Goal A. List the simple hopes for the new year that the New Year's Day text names.
Goal B. Retype the stretch of the New Year's Day text from "Friday, January 01, 2010" through "is asleep upstairs." with no changes.
Goal C. Carry the New Year's Day text forward, beginning after its final sentence.
--- start of Text ---
Friday, January 01, 2010

New Year's Day

What is it about New Year's Day that fills me with an irrational feeling of hope? What do I think has changed between Thursday (2009) and Friday (2010)? What is so special about this day, this first day of the year?

If I didn't know what day it was, it would look exactly like any other winter day, except today is a rare day of sun in the middle of a Michigan Winter. The sun lights up the sparkling snow, lined with the blue shadows of bare trees. The sky is blue.

There is no traffic. Many of us are sleeping off our boozy celebrations. It is ten-thirty in the morning. Coffee is delicious. The dog snoozes on the couch. The cat peers out the patio slider. An airplane growls overhead and then all is quiet once again. The family is asleep upstairs.

Why does this day hold so much promise? What simple hopes do I have? To pay down a couple of bills, to run more often, to read and write more often. To shut up more often.

Somewhere in the past, someone figured out that the year is 365 days long, or thereabouts. That figure might be fixed by the earth's orbit of the sun, but the day on which we mark the end of one year and the beginning of the next is arbitrary. Why did they choose to start the calendar year in the dead of winter? To give us hope when Mother Nature is at her worse?
--- end of Text ---
--- start of Given data ---
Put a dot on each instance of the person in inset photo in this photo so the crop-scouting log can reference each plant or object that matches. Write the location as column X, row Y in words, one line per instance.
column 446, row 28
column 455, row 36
--- end of Given data ---
Expected answer A.
- To pay down a couple of bills
- To run more often
- To read and write more often
- To shut up more often

Expected answer B.
Friday, January 01, 2010

New Year's Day

What is it about New Year's Day that fills me with an irrational feeling of hope? What do I think has changed between Thursday (2009) and Friday (2010)? What is so special about this day, this first day of the year?

If I didn't know what day it was, it would look exactly like any other winter day, except today is a rare day of sun in the middle of a Michigan Winter. The sun lights up the sparkling snow, lined with the blue shadows of bare trees. The sky is blue.

There is no traffic. Many of us are sleeping off our boozy celebrations. It is ten-thirty in the morning. Coffee is delicious. The dog snoozes on the couch. The cat peers out the patio slider. An airplane growls overhead and then all is quiet once again. The family is asleep upstairs.

Expected answer C.
Spring follows winter, and it is good that it does, because the promise of spring's sunny days, melting snow, bare feet on warm pavement, rain, thunderstorms, shoots, buds and new grass can give one hope. It can give us comfort in the knowledge that spring follows winter, and that can be enough.

Someone decided that January would be a great time to start counting another batch of days. While each Sunday heralds the start of a new week, Sundays don't fill us with the hope that New Year's Day brings. We get a new month every thirty days or so but I for one do not get inspired by another round of bills, work and television.

But an entire New Year! Four seasons! We get spring rains and thunderstorms, long summer evenings with insect choruses, fall's falling leaves, new crayons for kids, football, and Thanksgiving, and finally, winter with Christmas and eventually, New Years Eve.

Again we start another year. Dick Clark forever! Dick Clark the Keeper of Time, Dick Clark the eternal emcee! Dick Clark, Dick Clark, Dick Clark forever!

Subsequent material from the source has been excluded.